◆ WHAT THIS TASK INVOLVES
Rewrite everything from the line containing "of the large" down through the last line, putting "soap tray" wherever "soap dish" appears and leaving everything else unchanged.

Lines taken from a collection
= = = =

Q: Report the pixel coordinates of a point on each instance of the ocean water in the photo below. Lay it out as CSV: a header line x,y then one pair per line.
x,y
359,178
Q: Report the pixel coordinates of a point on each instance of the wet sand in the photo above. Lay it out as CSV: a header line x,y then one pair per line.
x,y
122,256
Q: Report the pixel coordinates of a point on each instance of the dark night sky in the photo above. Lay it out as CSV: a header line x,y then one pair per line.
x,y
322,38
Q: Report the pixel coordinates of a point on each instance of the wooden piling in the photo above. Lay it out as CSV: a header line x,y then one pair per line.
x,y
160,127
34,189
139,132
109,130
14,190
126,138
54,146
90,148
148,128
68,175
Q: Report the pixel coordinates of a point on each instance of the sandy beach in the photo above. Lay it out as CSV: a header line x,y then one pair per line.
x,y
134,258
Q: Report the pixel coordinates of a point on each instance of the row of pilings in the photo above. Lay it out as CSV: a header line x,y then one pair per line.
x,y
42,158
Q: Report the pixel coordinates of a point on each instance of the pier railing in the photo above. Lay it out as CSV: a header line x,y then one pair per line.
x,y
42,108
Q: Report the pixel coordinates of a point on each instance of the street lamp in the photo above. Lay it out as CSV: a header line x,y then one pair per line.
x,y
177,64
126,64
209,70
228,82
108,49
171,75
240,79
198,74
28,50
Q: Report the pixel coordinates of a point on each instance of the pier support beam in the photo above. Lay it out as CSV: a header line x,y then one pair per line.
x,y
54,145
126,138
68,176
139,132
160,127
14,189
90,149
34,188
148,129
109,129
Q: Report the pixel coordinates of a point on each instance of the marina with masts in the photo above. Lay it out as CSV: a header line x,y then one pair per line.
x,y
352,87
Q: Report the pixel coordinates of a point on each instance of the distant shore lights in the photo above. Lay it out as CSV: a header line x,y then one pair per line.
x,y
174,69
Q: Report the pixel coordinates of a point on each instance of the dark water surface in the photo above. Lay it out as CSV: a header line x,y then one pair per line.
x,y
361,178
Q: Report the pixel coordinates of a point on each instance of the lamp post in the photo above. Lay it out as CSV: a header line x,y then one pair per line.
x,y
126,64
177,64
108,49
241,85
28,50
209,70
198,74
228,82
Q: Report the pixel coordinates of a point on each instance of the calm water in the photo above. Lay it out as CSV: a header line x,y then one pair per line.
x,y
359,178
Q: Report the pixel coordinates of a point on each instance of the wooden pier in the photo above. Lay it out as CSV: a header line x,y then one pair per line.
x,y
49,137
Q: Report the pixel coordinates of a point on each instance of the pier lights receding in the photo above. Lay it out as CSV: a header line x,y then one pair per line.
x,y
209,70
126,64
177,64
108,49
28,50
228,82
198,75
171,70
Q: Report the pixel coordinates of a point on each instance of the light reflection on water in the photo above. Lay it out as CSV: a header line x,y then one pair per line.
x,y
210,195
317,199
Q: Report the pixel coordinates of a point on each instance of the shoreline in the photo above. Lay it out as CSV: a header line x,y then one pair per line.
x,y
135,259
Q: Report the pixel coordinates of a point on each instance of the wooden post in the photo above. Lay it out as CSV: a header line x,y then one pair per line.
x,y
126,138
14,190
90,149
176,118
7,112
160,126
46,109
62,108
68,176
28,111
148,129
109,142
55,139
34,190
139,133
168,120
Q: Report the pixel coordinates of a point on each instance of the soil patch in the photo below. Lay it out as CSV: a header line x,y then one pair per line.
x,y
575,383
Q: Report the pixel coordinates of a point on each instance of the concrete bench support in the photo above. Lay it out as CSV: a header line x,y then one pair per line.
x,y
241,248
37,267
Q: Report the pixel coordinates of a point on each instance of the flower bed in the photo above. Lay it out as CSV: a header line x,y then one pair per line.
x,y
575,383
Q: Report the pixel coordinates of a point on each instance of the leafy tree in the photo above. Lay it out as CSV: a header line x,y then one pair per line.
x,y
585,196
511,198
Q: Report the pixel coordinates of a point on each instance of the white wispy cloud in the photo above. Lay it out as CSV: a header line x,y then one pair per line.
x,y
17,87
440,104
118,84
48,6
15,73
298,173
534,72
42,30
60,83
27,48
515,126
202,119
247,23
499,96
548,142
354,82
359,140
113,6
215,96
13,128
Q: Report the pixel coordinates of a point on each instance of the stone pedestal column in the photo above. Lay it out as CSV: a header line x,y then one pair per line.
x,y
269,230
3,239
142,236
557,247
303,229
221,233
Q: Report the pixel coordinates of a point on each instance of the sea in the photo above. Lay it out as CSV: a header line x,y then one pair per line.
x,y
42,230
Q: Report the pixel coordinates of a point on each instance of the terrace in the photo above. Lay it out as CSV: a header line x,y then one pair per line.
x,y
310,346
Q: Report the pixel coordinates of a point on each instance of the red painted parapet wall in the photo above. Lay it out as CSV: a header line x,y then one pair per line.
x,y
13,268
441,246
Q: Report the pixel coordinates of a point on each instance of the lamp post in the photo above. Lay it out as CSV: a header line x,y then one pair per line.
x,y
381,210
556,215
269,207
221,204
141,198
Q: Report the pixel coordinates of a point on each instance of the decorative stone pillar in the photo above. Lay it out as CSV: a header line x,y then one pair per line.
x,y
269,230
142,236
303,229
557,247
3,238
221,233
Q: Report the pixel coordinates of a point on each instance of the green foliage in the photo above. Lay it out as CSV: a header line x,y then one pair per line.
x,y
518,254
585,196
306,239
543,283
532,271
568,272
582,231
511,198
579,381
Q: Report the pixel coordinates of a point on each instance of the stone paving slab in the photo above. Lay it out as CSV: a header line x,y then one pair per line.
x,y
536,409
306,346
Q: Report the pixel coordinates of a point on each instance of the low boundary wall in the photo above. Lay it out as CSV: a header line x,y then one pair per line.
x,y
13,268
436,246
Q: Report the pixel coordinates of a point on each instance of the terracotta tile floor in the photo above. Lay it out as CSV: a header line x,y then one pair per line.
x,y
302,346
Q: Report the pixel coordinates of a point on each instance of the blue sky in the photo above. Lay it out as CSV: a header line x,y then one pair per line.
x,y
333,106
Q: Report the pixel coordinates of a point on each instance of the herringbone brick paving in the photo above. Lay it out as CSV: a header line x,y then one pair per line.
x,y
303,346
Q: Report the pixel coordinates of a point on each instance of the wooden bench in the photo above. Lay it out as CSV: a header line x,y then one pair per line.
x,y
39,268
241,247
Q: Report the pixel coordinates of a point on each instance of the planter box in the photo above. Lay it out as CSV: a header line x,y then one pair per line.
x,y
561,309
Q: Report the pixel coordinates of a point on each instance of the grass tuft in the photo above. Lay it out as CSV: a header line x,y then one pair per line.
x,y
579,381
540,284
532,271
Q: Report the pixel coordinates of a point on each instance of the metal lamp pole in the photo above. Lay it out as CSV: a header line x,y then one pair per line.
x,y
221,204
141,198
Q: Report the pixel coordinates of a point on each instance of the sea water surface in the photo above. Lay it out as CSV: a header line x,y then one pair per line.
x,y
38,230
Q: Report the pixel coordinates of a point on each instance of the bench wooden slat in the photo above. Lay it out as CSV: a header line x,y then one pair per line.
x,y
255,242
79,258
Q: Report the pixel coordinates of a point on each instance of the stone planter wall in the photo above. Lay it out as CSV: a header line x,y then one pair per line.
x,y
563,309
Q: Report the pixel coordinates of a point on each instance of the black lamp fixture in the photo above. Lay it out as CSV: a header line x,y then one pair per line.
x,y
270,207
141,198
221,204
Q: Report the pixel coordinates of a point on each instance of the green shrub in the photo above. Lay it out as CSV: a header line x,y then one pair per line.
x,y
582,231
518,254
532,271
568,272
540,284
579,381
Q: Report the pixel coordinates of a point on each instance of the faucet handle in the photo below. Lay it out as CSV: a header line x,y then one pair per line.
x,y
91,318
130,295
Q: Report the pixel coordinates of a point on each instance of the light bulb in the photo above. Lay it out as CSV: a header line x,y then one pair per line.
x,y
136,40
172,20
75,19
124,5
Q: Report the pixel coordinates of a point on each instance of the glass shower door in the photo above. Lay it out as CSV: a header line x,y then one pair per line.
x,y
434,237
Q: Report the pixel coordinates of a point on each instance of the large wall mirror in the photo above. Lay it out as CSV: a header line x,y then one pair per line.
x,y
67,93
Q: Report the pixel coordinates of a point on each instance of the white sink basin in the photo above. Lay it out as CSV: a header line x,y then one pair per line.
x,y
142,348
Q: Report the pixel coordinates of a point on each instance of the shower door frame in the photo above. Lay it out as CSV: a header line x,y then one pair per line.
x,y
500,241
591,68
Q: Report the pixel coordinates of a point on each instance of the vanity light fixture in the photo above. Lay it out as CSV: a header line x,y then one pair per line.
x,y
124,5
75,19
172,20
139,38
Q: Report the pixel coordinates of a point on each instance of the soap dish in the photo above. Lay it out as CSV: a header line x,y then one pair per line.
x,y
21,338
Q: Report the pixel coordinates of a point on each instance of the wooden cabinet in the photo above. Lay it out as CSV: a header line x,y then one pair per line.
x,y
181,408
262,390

= = = =

◆ COMPLETED TASK
Q: Report the pixel coordinates of a point on each instance of the large wall mirror in the photo above. Lay it out as CSV: a header line x,y then one pair per line.
x,y
67,93
Q: Report the pixel coordinates of a point on each instance of the white sink basin in the photo above. Lay it out as CSV: a header line x,y then one pair per line.
x,y
142,348
Q: Report the pixel coordinates of a point on each instance of the shower door frame in the photo above. Lay it out as CSV: a header line x,y then one pair per line.
x,y
500,241
591,68
Q: Report the pixel coordinates of a point on each instance of the vanity light fixture in the photo above. Lay it out as CSV: a header line x,y then one pair per line.
x,y
124,5
75,19
172,20
139,38
Q: Report the pixel coordinates of a point on each instance of the soap tray in the photo above. Lay it out as CSV: a header line x,y then one pair per line.
x,y
21,338
Q: Report the pixel coordinates of a point on each instance of the wooden cabinet in the photo above. Lay it out as CSV: a header line x,y then one pair per line.
x,y
181,408
262,390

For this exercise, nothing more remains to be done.